Exercise instructions:
Line by line, copy the material that follows without leaving anything out.

· · · · · · ·

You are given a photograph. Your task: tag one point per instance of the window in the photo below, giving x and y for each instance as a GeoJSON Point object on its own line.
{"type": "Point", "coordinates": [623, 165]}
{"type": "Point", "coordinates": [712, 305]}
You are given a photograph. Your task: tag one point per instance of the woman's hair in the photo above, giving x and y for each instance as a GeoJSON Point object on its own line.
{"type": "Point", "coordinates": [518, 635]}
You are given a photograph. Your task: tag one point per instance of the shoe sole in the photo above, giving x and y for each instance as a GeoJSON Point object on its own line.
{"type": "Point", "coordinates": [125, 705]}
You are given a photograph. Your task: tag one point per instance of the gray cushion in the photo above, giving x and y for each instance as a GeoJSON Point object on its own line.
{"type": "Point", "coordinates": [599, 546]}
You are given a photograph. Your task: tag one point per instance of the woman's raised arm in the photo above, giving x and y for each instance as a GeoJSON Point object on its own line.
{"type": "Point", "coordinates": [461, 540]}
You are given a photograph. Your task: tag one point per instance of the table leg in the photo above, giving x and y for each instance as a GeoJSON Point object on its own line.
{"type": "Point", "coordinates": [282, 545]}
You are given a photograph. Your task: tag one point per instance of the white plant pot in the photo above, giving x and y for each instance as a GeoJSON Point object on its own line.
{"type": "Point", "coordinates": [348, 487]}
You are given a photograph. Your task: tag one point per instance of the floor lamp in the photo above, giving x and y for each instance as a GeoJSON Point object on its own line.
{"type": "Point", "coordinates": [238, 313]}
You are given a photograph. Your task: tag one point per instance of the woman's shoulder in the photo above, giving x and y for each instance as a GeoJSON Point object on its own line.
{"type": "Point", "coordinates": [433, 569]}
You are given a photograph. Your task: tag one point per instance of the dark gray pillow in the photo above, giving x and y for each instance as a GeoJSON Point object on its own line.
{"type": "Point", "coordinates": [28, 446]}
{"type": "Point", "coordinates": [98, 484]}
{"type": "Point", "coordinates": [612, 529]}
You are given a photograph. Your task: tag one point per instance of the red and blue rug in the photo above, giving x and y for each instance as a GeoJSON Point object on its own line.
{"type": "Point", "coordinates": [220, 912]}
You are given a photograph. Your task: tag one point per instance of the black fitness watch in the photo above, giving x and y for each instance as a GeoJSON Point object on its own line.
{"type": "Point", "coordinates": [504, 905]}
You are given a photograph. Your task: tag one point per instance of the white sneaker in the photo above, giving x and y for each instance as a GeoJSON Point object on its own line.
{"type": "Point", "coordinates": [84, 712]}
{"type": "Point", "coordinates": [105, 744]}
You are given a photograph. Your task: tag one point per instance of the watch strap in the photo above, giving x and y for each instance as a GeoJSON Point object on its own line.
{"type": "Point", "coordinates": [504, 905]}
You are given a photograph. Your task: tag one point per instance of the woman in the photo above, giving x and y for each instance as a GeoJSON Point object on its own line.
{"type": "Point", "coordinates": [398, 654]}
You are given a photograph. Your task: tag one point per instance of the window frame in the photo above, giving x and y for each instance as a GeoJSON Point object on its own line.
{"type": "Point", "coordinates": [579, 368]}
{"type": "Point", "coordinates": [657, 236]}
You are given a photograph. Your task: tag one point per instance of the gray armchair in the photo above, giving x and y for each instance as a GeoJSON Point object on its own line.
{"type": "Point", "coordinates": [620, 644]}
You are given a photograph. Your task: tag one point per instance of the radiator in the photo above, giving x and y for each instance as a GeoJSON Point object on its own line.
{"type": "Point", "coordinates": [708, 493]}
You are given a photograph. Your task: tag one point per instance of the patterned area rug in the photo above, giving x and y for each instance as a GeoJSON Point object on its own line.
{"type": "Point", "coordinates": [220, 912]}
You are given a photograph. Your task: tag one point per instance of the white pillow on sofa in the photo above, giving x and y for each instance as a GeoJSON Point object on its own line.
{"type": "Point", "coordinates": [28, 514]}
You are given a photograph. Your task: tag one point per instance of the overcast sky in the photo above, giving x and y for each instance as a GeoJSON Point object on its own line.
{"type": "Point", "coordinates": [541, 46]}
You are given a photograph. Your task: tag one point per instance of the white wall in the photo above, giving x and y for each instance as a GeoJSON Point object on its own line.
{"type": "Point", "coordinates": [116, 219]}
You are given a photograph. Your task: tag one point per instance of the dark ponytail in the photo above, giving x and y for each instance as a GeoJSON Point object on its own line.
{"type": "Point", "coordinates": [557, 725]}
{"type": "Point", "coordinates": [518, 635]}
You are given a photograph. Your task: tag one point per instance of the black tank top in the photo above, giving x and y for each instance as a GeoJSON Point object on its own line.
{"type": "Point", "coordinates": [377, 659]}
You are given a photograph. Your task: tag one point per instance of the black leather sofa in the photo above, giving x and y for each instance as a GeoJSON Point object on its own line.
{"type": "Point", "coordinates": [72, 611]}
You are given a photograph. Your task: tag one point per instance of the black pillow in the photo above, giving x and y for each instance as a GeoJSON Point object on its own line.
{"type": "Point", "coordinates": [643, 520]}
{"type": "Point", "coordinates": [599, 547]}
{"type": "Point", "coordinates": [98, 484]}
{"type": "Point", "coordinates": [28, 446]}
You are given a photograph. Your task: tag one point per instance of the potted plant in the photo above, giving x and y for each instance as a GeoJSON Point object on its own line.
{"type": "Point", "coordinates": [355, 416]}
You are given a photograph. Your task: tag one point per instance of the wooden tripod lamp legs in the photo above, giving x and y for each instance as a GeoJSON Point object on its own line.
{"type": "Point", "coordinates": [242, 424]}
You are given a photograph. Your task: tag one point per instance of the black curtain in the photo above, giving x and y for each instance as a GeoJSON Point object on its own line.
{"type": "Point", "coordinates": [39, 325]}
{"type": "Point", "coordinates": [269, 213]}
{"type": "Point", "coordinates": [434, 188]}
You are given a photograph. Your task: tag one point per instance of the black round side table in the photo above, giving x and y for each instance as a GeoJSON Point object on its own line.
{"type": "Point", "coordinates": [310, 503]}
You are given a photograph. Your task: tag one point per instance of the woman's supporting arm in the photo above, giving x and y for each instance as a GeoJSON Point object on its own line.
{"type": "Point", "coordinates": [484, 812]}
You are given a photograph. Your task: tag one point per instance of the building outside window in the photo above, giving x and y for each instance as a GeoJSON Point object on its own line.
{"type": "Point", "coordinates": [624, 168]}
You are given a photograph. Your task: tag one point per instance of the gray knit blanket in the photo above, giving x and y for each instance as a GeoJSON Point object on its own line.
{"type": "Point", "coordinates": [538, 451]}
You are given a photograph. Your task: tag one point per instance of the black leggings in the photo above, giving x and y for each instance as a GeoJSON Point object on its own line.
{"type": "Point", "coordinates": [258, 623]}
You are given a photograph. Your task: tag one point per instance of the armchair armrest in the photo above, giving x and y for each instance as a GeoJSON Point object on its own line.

· · · · · · ·

Written solution:
You are given a photograph. Your task: tag one point per instance of the window in the photo below, giving x and y for each instance as a GeoJSON Point object on its own line.
{"type": "Point", "coordinates": [623, 165]}
{"type": "Point", "coordinates": [712, 305]}
You are given a photograph. Your task: tag one point per instance of the woman's hair in the photo above, giving x and y for each instance as a GeoJSON Point object on its own line.
{"type": "Point", "coordinates": [518, 635]}
You are given a photograph. Your task: tag one point per instance of the shoe sole in the photo above, giving x and y for each instance as a GeoJSON Point object on its own line.
{"type": "Point", "coordinates": [125, 705]}
You are given a photograph. Your task: tag one point per instance of the gray cushion in the photo above, giving x and y for each instance as a GeoJSON Point object on its own line.
{"type": "Point", "coordinates": [599, 546]}
You are given a photograph. Your task: tag one point per instance of the woman's raised arm in the photo above, giving x and y for each instance as a GeoJSON Point object on its own line.
{"type": "Point", "coordinates": [461, 540]}
You are given a photograph. Your task: tag one point per instance of the table leg in the photo above, giving x and y for each instance as a GeoJSON Point object on its own line.
{"type": "Point", "coordinates": [282, 545]}
You are given a photograph. Your task: tag one point per instance of the white plant pot in the photo above, giving x and y for each instance as a GeoJSON Point object on its own line.
{"type": "Point", "coordinates": [348, 487]}
You are given a photograph. Your task: tag one point per instance of the floor lamp in the photo above, giving x and y for each instance as a GeoJSON Point object on its own line.
{"type": "Point", "coordinates": [238, 313]}
You are given a photograph. Your task: tag one point per instance of the woman's shoulder in the photo above, giving x and y for each instance as a GeoJSON Point object on its own line.
{"type": "Point", "coordinates": [433, 569]}
You are given a photograph. Your task: tag one point per instance of the dark gray pillow in the photo above, giving x and y for each instance as a GeoJSON Point object on its own line.
{"type": "Point", "coordinates": [28, 446]}
{"type": "Point", "coordinates": [98, 484]}
{"type": "Point", "coordinates": [612, 529]}
You are given a photograph. Your task: tag one point per instance of the red and blue rug in the photo above, giving x and y for each instance as a GeoJSON Point object on its own line.
{"type": "Point", "coordinates": [220, 912]}
You are given a photograph. Your task: tag one point per instance of the black fitness watch in the photo above, giving x and y for each instance as a GeoJSON Point object on its own line.
{"type": "Point", "coordinates": [504, 905]}
You are given a photograph. Your task: tag one point per instance of the white sneaker in the photo above, giving x and y for each instance as a GeoJSON Point object on its own line.
{"type": "Point", "coordinates": [84, 712]}
{"type": "Point", "coordinates": [105, 744]}
You are given a photograph. Your task: tag one point per instance of the watch strap in the photo above, giving x and y for each instance as a GeoJSON Point object on its own line.
{"type": "Point", "coordinates": [504, 905]}
You are given a photograph. Your task: tag one point per instance of the woman in the photo above, giving x and y for each instance as a GeoJSON Point object on its own line.
{"type": "Point", "coordinates": [398, 654]}
You are given a photograph. Your task: tag one point per instance of the window frame in the photo above, giving x and y for each instance as a GeoJSON Point object on its own line.
{"type": "Point", "coordinates": [579, 368]}
{"type": "Point", "coordinates": [657, 236]}
You are given a photograph. Your task: tag one point per instance of the gray armchair in the photo above, giving x and y for each instance as a GeoJSON Point object on its own line.
{"type": "Point", "coordinates": [620, 644]}
You are given a photograph. Your task: tag one point per instance of the radiator in the photo above, giving x and y for each instance as a GeoJSON Point object on its own line.
{"type": "Point", "coordinates": [708, 493]}
You are given a photograph. Your task: tag one point per instance of the patterned area rug in the photo above, giving x and y for each instance as a GeoJSON Point object on its own line.
{"type": "Point", "coordinates": [220, 912]}
You are given a photograph. Your task: tag one point per instance of the white pillow on sofa in the photo above, giving x and y for each instance as a GeoJSON Point object on its own line.
{"type": "Point", "coordinates": [28, 514]}
You are given a photograph. Your task: tag one point per instance of the overcast sky in the photo above, giving x and y for each instance as a GeoJSON Point object on its own line.
{"type": "Point", "coordinates": [541, 46]}
You are given a photograph. Your task: tag one point per instance of the white wall in the photo above, giving x and y for each instance as a GeoJSON Point object on its own line.
{"type": "Point", "coordinates": [116, 219]}
You are given a photograph. Your task: tag one point per instance of the dark ponytail in the photo above, giving x and y for each instance as a GeoJSON Point object on its own line.
{"type": "Point", "coordinates": [557, 725]}
{"type": "Point", "coordinates": [518, 635]}
You are given a photograph. Your task: tag one point per instance of the black tank top in the photo above, giving x and y for each instance as a GeoJSON Point object on its own line.
{"type": "Point", "coordinates": [377, 659]}
You are given a photograph. Your task: tag one point per instance of the black leather sofa in the photo above, giving x and y for each instance as a GeoJSON Point object on its own line.
{"type": "Point", "coordinates": [72, 611]}
You are given a photograph. Your task: tag one point per instance of the black pillow in the photo above, giving x and y for each instance as a GeoJSON Point object on its own line.
{"type": "Point", "coordinates": [643, 520]}
{"type": "Point", "coordinates": [599, 547]}
{"type": "Point", "coordinates": [98, 484]}
{"type": "Point", "coordinates": [28, 446]}
You are given a photograph. Your task: tag one point per instance of the potted plant in the photo above, giving x and y for each instance as a GeoJSON Point object on its own line.
{"type": "Point", "coordinates": [355, 416]}
You are given a photograph. Your task: tag one point per instance of the wooden tripod lamp legs in the photo above, giving x and y for each instance as a GeoJSON Point object on its own line.
{"type": "Point", "coordinates": [242, 424]}
You are given a photograph. Your task: tag one point per instance of the black curtain in the photo above, giving x and y for each instance as a GeoJSON Point object on its own line.
{"type": "Point", "coordinates": [39, 325]}
{"type": "Point", "coordinates": [269, 213]}
{"type": "Point", "coordinates": [434, 188]}
You are given a photograph. Your task: tag one point per instance of the black round side table in the photo above, giving x and y for each instance as a GeoJSON Point object on its own line.
{"type": "Point", "coordinates": [310, 503]}
You are given a photograph. Your task: tag one point per instance of the woman's supporting arm in the photo above, giving x and y for each instance as a GeoJSON Point object on its own line.
{"type": "Point", "coordinates": [484, 812]}
You are given a photograph. Your task: tag one point per instance of the building outside window in the photo above, giving x and y for each instance as a GeoJSON Point object on its own line.
{"type": "Point", "coordinates": [624, 168]}
You are given a photograph. Your task: tag one point per instance of the gray knit blanket in the photo above, giving x and y for each instance as a GeoJSON Point object on its own line.
{"type": "Point", "coordinates": [538, 451]}
You are given a photograph. Your task: tag one point per instance of the black leggings in the photo above, giving x and y for each instance as a GeoJSON Point object on its own line.
{"type": "Point", "coordinates": [258, 623]}
You are given a photograph. Your task: tag one point per instance of the armchair armrest in the photo above, giving x and y for each instance as a GeoJSON Point object on its own line.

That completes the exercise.